■ Objetivo A ■
Resuma en una o dos frases el párrafo del texto sobre el borrador que empieza con "En el borrador yo practicaba", conservando sus datos principales.

■ Texto proporcionado ■
++++++++++++++++++++
Divertir también es palabra poderosa. Divertir es vertir por un segundo rumbo, no ir por el lugar por el que hay que ir sino ir por el otro. Por eso reís cuando te divertís, porque hay algo que te sorprende –sorprender es hacer presa–, te apresa porque te divirtió. Creías que iría por acá y te sorprendió por allá. La esencia del humor.

Tengo varias historias que me gustaría compartir con ustedes para hablar de todo esto. Permítanme empezar con una de mi infancia que puede ilustrar un poco.

En el primer colegio al que fui, la maestra tenía su regla de trabajo: Hacíamos nuestra tarea en dos cuadernos: el que llamábamos número uno, y el borrador. El precioso borrador. Borrador: palabra cara a cualquiera que escriba. Sabemos el valor del borrador. Trabajábamos a diario en el borrador, ella nos decía por ejemplo: “Bueno, ahora vamos a redactar, vamos a hacer una composición”. Uno se sentaba, tomaba su borrador, y escribía. Luego, ella indicaba “Bueno, ahora corrigen lo escrito y lo pasan en limpio muy prolijito al número uno”. El número uno era el cuaderno que se podía mostrar. Y cuando venía la inspección, algo que se recibía cada tanto, soltaba orgullosa: “Alumnos, saquen el cuaderno”. Por supuesto, el borrador lo tenías escondido; el que se mostraba y ostentaba era aquel número uno.

En el borrador yo practicaba una especie de raro impresionismo. Era impresivo, digamos, recogía las impresiones además de las expresiones. Iba a parar allí lo que me pasaba por la cabeza. Era un cuaderno de trabajo en el que paradójicamente podía jugar también.

Hace algunos años me rencontré en la casa de mi madre con aquellos cuadernos. Fue una impresión muy grande. Abrí el borrador y encontré allí quién era yo entonces. Había algunos escritos irreproducibles, había muchos dibujos de autos de carrera y de armas. Yo compraba por entonces unas revistas que se llamaban Hot Rod, donde se armaban autos de carreras sobre carrocerías de coches antiguos. Soñaba con correr carreras y dibujaba autos. Autos y armas. Mi padre era cazador y desde pequeño me llevaba con él. Me fascinaba ese mundo masculino de las armas. En ese cuaderno trabajaba con soltura y con personalidad. Trabajaba, sí, pero en el marco de mis sueños. De mi identidad. Y en términos prácticos: escribía y luego, cuando tenía que pasar al número uno, hacía exactamente lo mismo que hago ahora cuando saco escenas del borrador y paso a lo que sería hoy mi número uno –el segundo borrador, el tercero, el cuarto–: Corregir.

Y de eso vamos a hablar ahora.

Corregir: hacer el trabajo precioso, dialéctico y creativo de corregir. Chapalear sobre el error buscando la perla en el barro.
++++++++++++++++++++
■ Objetivo B ■
Cambie "long hair" por "short hair" en los registros, comenzando en la línea que contiene "Query: long hair" y terminando después de la que contiene "207 37 L 206". Reproduzca solo esas líneas, sin modificar nada más.

■ Registros proporcionados ■
++++++++++++++++++++
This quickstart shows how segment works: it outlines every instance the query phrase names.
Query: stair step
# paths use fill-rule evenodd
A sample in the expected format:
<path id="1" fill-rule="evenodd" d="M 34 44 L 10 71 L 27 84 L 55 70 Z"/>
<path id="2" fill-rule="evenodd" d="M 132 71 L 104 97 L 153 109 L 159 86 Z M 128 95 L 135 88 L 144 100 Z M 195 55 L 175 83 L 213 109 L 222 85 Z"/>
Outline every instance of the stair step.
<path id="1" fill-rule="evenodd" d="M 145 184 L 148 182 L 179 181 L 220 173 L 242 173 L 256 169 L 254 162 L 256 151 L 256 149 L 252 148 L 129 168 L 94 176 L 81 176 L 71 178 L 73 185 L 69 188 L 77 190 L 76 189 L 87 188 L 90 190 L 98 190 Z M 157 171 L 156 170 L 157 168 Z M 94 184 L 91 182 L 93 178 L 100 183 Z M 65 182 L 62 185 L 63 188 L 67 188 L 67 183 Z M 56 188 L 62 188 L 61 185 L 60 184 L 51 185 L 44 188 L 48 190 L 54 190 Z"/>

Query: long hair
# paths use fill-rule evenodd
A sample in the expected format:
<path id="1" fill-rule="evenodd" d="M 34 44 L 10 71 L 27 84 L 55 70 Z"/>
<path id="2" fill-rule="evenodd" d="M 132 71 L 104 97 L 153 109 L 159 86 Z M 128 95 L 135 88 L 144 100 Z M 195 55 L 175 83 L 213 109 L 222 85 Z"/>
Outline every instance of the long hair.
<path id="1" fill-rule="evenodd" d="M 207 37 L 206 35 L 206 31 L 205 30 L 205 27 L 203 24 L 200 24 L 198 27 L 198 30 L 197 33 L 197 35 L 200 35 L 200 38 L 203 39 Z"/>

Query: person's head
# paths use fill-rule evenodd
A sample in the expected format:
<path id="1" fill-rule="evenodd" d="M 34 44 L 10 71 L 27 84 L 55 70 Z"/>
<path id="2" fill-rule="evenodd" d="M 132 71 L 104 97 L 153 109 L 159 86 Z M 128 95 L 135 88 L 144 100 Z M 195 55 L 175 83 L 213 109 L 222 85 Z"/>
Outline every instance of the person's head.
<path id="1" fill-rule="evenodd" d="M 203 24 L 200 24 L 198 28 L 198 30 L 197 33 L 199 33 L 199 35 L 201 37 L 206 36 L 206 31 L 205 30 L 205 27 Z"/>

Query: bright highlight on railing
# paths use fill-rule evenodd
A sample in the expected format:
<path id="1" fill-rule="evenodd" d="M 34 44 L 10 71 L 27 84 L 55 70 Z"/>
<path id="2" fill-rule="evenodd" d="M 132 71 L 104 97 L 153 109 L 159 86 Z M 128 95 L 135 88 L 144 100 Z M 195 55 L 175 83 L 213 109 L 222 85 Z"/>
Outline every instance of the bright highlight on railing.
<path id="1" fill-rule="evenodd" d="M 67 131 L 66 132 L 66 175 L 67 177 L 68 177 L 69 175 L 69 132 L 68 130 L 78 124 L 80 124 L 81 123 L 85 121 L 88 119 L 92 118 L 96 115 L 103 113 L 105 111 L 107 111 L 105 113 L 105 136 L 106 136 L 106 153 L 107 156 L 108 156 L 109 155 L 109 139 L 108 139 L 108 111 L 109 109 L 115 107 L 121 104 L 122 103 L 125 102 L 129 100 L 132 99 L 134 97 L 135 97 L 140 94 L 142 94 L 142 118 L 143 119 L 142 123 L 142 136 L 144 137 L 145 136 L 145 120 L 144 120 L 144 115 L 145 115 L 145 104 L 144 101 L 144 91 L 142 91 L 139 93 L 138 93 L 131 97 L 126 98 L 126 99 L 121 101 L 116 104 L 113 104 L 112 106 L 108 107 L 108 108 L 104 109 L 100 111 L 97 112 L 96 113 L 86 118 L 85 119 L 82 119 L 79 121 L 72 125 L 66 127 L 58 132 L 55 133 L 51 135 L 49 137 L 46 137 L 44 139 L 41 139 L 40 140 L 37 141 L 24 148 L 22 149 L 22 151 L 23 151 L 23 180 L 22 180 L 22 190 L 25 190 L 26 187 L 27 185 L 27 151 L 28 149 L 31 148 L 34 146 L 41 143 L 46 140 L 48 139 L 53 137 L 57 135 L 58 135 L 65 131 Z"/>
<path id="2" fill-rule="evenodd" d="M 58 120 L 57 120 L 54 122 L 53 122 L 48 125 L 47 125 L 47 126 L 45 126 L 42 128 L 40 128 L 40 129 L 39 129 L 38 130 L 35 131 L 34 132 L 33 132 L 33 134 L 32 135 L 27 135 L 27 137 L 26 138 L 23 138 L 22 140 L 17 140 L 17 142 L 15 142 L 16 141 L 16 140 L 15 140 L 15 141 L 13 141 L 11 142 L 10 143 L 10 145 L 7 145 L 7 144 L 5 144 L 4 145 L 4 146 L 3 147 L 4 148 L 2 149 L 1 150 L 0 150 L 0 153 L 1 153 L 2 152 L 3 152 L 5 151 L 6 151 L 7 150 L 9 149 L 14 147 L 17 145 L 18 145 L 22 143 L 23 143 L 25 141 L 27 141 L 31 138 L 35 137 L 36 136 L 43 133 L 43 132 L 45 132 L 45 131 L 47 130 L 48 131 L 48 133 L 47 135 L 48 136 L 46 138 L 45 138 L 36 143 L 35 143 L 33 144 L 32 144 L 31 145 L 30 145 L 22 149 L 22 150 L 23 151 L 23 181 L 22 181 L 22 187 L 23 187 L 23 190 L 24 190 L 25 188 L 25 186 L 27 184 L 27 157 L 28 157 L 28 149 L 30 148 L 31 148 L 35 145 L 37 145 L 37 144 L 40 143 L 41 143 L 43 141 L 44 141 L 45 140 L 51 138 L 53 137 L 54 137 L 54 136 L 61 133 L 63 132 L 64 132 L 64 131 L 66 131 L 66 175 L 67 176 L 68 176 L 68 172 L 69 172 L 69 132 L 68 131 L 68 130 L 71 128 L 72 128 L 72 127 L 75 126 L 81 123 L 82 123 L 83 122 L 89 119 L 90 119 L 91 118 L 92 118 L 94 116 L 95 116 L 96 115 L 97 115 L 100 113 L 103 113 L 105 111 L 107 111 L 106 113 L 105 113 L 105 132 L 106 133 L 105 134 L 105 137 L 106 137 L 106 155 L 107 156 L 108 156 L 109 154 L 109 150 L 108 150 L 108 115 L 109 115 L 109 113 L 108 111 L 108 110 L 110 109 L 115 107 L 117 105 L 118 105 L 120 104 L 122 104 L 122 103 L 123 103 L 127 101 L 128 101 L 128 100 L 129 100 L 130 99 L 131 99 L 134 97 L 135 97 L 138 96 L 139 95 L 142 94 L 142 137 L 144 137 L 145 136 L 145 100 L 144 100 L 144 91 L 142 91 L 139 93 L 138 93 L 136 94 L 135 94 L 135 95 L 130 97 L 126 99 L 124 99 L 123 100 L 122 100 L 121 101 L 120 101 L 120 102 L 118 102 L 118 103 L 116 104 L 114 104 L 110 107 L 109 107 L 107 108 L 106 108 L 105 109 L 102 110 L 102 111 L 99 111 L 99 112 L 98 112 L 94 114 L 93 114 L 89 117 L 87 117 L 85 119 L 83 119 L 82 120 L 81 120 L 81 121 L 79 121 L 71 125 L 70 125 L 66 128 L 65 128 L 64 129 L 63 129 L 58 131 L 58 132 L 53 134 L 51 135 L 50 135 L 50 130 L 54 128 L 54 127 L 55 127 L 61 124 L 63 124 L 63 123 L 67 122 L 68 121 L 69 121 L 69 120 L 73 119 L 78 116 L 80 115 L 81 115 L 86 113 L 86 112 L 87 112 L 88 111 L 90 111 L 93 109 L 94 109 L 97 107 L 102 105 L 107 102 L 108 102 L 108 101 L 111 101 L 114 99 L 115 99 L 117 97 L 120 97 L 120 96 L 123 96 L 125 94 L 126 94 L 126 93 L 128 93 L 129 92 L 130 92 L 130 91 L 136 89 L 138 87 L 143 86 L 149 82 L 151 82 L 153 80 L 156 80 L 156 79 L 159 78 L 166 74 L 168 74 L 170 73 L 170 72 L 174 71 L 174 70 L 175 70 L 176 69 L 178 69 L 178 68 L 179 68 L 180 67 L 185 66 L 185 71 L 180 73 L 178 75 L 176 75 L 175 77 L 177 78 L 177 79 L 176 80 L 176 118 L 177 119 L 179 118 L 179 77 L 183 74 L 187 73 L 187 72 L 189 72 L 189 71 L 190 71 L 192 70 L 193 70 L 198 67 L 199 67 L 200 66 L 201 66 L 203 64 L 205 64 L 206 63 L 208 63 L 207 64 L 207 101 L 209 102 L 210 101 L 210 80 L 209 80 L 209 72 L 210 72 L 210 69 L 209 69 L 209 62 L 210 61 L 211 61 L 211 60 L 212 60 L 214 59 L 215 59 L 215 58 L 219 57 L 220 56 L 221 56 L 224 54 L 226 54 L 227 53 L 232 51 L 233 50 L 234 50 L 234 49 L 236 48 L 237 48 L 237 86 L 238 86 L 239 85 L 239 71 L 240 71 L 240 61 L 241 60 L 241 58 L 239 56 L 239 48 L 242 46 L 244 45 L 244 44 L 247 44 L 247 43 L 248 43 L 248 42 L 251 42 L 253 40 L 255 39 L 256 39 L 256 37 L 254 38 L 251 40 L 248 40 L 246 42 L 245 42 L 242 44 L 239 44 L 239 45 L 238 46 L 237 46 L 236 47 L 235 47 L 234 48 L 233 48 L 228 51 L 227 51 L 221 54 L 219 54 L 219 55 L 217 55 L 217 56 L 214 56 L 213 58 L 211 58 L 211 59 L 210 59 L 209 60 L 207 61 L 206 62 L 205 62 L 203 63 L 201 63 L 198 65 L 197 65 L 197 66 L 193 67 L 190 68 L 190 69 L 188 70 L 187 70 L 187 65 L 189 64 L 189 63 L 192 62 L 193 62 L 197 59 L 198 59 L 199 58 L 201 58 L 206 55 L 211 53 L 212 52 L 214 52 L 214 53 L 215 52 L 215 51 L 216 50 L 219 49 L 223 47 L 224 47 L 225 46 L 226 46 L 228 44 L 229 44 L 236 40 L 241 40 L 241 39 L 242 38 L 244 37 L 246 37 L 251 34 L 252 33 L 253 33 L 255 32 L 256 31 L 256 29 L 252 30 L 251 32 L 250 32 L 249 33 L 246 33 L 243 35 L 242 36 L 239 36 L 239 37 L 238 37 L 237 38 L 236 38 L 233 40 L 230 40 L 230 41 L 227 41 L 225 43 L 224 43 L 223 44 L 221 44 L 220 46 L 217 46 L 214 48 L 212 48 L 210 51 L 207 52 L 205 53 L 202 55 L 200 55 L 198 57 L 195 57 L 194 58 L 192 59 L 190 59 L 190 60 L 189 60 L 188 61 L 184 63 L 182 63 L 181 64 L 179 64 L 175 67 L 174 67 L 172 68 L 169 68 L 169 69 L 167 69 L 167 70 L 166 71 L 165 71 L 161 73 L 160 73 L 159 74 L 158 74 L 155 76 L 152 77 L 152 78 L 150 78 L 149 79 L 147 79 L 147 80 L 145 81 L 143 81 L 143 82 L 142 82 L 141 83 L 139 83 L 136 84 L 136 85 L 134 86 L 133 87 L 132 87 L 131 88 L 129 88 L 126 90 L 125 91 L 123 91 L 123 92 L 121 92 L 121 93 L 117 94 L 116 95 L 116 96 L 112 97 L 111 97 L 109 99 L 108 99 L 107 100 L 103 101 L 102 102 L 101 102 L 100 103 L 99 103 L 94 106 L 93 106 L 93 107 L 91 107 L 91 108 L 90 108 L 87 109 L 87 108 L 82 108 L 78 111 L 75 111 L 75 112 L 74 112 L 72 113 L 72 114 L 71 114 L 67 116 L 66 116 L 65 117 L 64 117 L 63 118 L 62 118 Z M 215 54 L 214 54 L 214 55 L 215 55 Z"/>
++++++++++++++++++++
■ Respuesta A ■
En el borrador yo practicaba un raro impresionismo que recogía impresiones además de expresiones: allí iba todo lo que me pasaba por la cabeza. Era un cuaderno de trabajo en el que, paradójicamente, también podía jugar.

■ Respuesta B ■
Query: short hair
# paths use fill-rule evenodd
A sample in the expected format:
<path id="1" fill-rule="evenodd" d="M 34 44 L 10 71 L 27 84 L 55 70 Z"/>
<path id="2" fill-rule="evenodd" d="M 132 71 L 104 97 L 153 109 L 159 86 Z M 128 95 L 135 88 L 144 100 Z M 195 55 L 175 83 L 213 109 L 222 85 Z"/>
Outline every instance of the short hair.
<path id="1" fill-rule="evenodd" d="M 207 37 L 206 35 L 206 31 L 205 30 L 205 27 L 203 24 L 200 24 L 198 27 L 198 30 L 197 33 L 197 35 L 200 35 L 200 38 L 203 39 Z"/>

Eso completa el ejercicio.